» **What the task requires**
Write out, word for word, everything in the records below from the line containing "Shelf-audit task: drop a dot on every instance of the distant" down to the end of the records, both ends included.

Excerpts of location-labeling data
--------

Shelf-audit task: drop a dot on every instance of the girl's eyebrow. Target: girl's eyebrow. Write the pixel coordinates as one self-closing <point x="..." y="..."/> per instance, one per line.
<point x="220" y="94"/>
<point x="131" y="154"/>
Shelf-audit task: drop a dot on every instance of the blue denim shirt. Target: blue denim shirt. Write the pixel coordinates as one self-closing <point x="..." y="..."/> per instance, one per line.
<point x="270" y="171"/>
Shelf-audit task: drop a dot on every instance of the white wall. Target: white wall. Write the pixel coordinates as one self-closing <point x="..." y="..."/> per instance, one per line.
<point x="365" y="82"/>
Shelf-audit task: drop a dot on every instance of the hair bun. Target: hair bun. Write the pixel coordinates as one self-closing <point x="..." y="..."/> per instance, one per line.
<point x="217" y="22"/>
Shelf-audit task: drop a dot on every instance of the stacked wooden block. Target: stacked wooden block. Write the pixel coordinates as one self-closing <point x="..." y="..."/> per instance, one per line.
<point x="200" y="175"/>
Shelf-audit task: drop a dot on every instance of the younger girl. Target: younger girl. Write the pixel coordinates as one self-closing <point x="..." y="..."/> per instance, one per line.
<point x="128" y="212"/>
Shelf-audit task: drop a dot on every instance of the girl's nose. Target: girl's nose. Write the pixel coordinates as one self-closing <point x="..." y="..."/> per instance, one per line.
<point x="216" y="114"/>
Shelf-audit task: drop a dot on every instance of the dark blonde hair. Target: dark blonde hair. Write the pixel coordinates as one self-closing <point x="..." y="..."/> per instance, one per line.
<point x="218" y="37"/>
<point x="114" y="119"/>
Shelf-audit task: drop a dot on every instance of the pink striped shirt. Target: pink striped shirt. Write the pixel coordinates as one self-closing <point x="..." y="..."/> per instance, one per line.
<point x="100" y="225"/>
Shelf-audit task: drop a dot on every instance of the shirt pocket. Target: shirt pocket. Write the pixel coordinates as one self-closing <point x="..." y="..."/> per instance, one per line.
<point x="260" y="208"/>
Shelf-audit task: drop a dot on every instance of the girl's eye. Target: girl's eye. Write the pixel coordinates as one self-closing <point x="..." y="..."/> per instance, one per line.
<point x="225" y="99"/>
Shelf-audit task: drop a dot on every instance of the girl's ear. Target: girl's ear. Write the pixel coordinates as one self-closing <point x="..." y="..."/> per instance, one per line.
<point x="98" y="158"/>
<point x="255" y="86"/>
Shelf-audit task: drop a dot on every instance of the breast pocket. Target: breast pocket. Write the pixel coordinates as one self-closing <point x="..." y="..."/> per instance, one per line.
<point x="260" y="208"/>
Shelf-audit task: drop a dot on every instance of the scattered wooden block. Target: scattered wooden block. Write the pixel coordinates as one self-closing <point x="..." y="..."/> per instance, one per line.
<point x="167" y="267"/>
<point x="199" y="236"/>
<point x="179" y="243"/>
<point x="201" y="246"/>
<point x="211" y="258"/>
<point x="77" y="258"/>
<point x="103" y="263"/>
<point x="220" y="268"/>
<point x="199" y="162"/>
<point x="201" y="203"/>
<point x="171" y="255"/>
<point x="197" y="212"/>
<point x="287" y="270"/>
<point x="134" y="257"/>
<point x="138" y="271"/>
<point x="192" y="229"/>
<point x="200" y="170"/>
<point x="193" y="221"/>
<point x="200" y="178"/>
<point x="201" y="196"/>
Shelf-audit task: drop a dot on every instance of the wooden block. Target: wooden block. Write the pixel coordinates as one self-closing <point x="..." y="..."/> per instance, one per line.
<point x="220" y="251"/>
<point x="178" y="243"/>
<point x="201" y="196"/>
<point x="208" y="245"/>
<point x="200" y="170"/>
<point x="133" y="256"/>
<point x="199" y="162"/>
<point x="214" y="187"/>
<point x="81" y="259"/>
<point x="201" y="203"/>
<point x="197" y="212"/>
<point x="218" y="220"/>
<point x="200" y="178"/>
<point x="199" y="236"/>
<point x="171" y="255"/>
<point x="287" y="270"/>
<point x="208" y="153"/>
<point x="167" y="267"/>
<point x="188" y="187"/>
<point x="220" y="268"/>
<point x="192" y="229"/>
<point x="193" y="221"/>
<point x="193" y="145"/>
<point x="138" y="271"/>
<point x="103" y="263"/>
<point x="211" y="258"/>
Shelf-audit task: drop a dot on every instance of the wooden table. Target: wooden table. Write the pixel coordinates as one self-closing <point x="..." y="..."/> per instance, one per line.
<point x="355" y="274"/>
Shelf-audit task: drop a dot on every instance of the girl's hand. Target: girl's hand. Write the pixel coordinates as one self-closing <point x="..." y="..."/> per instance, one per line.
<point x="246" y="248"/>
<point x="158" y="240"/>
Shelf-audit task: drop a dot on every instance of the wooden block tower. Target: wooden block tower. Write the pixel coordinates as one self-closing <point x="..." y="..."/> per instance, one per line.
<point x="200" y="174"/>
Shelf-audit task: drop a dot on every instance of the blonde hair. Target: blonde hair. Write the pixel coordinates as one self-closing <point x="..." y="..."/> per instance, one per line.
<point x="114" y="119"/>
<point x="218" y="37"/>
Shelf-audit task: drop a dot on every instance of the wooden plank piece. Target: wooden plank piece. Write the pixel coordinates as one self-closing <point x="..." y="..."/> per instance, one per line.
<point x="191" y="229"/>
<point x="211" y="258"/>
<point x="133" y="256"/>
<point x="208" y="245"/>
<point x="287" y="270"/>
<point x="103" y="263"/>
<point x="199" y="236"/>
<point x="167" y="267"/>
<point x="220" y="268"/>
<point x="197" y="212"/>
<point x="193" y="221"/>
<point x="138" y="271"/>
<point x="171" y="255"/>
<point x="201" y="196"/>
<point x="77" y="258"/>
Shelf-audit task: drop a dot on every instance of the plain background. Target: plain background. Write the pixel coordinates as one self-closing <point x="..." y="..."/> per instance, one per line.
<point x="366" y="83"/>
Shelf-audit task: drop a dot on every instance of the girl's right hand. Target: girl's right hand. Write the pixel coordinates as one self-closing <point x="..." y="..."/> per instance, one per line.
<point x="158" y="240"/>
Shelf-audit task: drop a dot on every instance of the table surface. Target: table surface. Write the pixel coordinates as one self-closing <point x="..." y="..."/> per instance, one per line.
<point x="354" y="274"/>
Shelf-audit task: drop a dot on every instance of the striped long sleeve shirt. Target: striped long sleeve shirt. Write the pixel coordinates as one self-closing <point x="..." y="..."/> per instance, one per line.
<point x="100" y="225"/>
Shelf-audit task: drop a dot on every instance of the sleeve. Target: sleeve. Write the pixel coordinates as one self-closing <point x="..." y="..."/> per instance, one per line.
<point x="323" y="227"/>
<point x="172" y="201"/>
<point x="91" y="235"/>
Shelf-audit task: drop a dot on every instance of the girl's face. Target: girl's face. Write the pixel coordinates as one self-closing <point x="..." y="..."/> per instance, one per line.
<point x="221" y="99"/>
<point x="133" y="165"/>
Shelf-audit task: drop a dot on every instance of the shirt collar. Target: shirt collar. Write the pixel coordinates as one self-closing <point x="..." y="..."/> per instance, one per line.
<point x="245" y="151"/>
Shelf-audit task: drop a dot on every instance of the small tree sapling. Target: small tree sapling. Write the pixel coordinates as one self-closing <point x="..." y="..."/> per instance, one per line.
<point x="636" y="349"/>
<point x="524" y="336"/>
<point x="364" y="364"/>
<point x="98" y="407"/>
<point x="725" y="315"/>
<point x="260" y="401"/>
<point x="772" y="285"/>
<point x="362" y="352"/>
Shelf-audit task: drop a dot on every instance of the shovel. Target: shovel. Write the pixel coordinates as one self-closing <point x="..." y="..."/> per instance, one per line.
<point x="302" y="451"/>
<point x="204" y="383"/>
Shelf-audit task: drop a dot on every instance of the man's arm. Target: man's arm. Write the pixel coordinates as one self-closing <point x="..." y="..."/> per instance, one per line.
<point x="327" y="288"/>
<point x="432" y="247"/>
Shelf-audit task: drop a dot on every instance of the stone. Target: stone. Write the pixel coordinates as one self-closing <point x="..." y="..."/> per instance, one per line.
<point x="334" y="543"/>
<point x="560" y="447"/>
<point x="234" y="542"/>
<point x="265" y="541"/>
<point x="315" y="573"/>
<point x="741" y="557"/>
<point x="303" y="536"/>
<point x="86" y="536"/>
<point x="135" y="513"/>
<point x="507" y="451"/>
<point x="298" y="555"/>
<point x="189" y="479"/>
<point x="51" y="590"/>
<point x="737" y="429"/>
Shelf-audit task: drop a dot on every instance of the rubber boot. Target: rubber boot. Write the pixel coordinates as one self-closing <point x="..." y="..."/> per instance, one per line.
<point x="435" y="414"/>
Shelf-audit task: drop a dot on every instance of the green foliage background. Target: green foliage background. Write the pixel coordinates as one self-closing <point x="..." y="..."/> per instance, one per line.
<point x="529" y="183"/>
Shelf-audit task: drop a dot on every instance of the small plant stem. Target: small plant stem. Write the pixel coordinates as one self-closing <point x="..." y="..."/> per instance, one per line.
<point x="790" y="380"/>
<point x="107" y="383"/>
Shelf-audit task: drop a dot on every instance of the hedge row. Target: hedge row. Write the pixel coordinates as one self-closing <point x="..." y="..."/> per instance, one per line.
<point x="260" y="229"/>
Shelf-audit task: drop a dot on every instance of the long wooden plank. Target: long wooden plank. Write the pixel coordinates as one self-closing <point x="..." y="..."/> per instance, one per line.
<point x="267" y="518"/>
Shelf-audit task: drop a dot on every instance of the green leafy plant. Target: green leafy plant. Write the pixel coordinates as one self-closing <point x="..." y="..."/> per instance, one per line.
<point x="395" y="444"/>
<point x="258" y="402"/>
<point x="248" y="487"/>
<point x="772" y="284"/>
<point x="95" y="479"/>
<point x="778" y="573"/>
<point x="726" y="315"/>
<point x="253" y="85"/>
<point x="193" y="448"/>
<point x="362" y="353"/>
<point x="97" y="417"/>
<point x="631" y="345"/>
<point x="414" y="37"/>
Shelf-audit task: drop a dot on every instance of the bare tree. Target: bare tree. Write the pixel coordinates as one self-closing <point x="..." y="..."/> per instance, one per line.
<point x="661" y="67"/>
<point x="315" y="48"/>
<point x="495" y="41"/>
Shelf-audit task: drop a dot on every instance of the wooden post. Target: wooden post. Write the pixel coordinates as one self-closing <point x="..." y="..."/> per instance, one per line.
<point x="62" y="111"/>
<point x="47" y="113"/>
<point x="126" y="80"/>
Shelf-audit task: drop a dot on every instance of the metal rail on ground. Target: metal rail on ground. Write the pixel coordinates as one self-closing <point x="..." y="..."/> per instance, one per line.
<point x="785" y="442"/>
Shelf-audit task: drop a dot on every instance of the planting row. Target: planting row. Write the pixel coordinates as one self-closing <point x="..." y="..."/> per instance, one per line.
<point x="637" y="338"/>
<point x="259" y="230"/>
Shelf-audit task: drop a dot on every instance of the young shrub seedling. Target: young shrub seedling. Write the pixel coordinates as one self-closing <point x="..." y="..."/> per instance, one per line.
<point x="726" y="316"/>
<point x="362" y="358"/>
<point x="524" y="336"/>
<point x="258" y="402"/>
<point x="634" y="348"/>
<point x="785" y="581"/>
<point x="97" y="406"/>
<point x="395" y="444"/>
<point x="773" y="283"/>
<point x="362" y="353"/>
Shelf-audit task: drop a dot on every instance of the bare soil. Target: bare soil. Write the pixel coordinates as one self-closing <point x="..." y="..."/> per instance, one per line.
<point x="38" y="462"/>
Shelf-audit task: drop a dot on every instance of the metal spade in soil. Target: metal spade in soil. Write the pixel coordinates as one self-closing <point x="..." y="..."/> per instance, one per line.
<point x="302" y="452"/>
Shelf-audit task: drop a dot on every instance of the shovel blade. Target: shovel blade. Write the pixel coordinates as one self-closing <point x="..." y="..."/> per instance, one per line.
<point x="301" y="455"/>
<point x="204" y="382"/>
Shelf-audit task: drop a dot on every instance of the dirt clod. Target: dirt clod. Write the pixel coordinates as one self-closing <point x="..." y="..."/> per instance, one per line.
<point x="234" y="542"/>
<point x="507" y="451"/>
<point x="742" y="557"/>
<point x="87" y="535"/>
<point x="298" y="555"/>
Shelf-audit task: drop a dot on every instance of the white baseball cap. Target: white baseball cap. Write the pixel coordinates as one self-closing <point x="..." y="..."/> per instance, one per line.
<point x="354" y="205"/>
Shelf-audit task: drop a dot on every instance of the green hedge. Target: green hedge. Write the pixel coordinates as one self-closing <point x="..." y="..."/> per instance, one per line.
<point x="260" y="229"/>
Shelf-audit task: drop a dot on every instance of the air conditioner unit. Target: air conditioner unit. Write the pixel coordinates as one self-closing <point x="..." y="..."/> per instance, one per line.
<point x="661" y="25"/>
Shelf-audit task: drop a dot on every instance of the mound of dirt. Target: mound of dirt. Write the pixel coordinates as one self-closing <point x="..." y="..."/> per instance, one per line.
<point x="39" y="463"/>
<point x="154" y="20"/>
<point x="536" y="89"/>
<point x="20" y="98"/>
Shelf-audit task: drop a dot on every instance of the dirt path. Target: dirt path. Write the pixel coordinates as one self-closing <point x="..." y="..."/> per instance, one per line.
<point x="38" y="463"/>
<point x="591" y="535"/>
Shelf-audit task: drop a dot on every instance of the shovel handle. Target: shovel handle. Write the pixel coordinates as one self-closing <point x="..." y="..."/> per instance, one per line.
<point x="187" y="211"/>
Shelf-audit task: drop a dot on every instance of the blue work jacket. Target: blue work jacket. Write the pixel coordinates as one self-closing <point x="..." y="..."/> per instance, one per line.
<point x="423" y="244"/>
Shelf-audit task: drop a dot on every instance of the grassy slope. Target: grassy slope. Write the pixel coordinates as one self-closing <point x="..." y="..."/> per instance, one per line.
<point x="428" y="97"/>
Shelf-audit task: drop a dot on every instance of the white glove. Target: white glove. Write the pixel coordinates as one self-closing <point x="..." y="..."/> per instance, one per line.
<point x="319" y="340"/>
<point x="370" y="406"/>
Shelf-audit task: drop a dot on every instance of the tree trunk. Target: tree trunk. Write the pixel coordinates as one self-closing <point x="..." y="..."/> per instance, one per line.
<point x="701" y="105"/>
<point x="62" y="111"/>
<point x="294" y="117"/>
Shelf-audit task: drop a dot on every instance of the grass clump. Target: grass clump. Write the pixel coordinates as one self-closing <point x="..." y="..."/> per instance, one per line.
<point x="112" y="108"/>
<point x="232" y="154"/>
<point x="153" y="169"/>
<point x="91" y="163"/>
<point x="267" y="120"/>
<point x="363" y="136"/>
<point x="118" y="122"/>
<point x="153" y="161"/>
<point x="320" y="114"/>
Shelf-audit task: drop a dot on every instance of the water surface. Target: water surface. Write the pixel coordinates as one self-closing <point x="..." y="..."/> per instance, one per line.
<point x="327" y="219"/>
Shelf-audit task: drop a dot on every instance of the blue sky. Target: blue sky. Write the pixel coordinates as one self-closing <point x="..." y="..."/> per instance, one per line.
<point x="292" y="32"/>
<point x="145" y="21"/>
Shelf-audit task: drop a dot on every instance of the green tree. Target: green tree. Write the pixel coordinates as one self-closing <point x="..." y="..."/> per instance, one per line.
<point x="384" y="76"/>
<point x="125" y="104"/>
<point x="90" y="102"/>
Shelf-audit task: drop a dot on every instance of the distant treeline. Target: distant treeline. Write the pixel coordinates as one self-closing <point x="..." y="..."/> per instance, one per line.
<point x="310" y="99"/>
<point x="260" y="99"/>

--------

» **Solution to the problem**
Shelf-audit task: drop a dot on every instance of the distant treeline. Target: distant treeline. Write the pixel coordinates as one self-closing <point x="..." y="..."/> per instance, one per line.
<point x="310" y="99"/>
<point x="260" y="99"/>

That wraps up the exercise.